(YOUR TASK):
Arrange the lines from the one containing "man's bare shoulder" through the end of the items as a JSON list of strings, with one string per line and blank lines omitted.

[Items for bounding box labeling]
* * * * * * *

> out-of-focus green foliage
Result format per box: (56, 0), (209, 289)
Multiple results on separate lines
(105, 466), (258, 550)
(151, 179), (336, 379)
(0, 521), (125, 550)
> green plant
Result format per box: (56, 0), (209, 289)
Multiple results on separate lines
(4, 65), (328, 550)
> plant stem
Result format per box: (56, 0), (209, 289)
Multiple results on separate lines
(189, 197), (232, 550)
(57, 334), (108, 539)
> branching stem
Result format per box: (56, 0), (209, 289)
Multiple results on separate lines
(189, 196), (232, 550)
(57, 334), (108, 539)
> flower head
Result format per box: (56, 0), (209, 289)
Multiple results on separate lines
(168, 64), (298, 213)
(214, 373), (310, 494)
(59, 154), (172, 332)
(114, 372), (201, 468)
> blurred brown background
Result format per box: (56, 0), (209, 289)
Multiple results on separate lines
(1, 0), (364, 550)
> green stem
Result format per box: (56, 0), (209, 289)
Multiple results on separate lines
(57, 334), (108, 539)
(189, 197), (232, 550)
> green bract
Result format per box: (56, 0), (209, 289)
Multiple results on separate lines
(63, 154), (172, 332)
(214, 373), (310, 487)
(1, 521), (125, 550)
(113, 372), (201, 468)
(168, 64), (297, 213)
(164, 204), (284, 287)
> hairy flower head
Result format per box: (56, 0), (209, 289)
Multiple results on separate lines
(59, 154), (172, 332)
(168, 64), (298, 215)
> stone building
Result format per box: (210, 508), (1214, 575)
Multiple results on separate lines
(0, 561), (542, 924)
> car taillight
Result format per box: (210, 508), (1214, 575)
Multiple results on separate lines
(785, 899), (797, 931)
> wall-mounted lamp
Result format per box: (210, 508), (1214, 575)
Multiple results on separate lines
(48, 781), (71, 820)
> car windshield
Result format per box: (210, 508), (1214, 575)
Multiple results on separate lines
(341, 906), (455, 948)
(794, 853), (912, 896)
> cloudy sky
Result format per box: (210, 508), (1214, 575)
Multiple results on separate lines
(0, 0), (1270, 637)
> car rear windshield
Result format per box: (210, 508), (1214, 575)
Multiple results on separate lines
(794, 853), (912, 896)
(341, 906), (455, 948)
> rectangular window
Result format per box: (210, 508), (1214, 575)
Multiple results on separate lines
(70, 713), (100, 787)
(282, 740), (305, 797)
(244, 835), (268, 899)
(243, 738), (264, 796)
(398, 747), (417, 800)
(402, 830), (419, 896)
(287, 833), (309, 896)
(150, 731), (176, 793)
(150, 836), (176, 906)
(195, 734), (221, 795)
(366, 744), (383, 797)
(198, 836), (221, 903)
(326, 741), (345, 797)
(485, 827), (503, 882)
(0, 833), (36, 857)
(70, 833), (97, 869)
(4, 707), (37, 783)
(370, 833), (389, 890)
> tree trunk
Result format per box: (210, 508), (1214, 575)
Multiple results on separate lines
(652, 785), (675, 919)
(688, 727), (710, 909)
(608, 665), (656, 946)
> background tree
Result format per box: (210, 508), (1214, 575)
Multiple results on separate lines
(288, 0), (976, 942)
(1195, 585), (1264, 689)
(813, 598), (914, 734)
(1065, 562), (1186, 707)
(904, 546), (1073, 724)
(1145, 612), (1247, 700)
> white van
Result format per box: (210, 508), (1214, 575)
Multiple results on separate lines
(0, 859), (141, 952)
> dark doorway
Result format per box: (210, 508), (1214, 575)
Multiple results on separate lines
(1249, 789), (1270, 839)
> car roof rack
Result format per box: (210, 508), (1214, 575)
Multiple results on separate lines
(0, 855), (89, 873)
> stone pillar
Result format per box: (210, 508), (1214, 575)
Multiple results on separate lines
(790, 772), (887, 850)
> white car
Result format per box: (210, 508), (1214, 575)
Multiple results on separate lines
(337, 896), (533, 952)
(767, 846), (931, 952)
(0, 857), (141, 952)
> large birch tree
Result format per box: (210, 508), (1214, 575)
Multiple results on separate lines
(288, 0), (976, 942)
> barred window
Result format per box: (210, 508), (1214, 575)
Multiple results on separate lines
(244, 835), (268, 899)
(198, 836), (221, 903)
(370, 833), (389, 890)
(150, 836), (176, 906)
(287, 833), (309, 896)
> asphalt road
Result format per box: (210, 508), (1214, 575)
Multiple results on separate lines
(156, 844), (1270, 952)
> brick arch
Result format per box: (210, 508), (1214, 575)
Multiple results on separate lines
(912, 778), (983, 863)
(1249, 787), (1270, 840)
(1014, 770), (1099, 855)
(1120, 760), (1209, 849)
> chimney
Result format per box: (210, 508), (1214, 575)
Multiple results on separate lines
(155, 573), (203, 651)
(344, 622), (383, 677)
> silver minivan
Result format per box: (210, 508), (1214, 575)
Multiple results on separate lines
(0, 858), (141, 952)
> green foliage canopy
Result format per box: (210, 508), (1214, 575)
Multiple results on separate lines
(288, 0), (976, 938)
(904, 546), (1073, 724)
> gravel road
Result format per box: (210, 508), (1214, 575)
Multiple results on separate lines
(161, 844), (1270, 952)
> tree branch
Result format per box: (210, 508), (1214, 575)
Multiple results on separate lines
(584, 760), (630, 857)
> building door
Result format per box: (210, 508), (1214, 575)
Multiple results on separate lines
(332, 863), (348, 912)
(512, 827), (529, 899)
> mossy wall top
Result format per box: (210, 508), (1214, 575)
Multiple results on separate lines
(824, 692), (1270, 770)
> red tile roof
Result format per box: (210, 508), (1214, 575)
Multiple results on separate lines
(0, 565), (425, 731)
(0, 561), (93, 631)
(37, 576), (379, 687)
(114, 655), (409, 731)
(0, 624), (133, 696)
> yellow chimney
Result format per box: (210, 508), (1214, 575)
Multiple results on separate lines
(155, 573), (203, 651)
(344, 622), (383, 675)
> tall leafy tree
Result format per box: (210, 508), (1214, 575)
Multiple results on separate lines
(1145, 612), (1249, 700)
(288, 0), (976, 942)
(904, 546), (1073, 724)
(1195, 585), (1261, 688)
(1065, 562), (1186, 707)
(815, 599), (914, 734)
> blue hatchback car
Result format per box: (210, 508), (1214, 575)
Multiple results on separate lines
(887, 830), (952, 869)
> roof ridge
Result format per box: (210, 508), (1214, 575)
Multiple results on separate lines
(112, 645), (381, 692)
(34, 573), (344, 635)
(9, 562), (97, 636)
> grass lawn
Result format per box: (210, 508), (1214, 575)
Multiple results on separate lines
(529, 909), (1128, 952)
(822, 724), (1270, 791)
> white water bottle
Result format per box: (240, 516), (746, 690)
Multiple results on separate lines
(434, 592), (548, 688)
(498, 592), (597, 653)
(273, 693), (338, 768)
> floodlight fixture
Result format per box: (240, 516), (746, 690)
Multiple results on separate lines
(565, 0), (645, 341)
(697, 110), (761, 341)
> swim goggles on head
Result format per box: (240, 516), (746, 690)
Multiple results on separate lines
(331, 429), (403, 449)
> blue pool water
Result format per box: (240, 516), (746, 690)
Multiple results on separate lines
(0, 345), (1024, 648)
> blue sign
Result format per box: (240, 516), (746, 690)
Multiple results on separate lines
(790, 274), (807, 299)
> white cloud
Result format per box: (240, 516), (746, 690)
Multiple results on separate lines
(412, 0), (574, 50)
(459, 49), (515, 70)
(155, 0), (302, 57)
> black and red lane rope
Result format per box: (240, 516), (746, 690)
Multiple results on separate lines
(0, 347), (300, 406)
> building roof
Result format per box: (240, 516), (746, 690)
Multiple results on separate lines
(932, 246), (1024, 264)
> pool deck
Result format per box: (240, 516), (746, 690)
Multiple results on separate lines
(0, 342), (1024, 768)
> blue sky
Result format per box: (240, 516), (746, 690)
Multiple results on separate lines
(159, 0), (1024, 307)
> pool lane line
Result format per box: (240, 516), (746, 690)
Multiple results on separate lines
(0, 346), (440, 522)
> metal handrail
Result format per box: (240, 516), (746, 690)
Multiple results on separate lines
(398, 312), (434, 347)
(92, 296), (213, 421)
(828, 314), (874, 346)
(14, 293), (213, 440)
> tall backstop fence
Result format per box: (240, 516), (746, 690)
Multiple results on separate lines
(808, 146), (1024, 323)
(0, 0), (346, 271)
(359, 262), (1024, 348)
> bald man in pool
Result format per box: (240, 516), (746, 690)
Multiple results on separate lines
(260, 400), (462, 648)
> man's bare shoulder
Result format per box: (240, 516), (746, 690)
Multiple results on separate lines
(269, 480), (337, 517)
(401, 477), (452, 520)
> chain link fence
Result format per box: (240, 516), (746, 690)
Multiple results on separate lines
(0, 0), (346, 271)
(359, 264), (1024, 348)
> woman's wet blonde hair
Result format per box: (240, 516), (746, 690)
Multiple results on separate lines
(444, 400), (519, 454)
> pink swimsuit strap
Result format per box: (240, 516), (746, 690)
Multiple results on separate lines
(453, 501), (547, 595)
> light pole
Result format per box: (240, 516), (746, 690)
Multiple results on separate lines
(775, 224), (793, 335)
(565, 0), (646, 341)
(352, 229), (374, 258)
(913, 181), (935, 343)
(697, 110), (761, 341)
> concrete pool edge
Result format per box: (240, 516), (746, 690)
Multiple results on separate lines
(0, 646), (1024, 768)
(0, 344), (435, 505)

* * * * * * *

(EXPECTED ANSWER):
[
  "> man's bare shoulder",
  "Result format per box: (240, 516), (746, 690)",
  "Multiple results on separate lines",
  "(269, 480), (337, 517)",
  "(401, 477), (452, 520)",
  "> chain link fence",
  "Result format per box: (240, 516), (746, 690)",
  "Multiple results on separate lines",
  "(0, 0), (346, 271)",
  "(359, 264), (1024, 348)",
  "> woman's wet blonde hair",
  "Result format per box: (240, 516), (746, 690)",
  "Multiple results on separate lines",
  "(444, 400), (519, 454)",
  "> pink swimsuit strap",
  "Result format per box: (240, 516), (746, 690)",
  "Multiple results on separate lines",
  "(453, 501), (547, 595)",
  "> light pole",
  "Result format per box: (240, 516), (746, 690)",
  "Multiple results on separate lines",
  "(775, 224), (793, 335)",
  "(565, 0), (646, 341)",
  "(352, 229), (374, 258)",
  "(913, 181), (935, 343)",
  "(697, 110), (761, 341)",
  "> concrete pool edge",
  "Result format per box: (240, 516), (746, 690)",
  "Multiple results on separate lines",
  "(0, 646), (1024, 768)",
  "(0, 344), (435, 505)"
]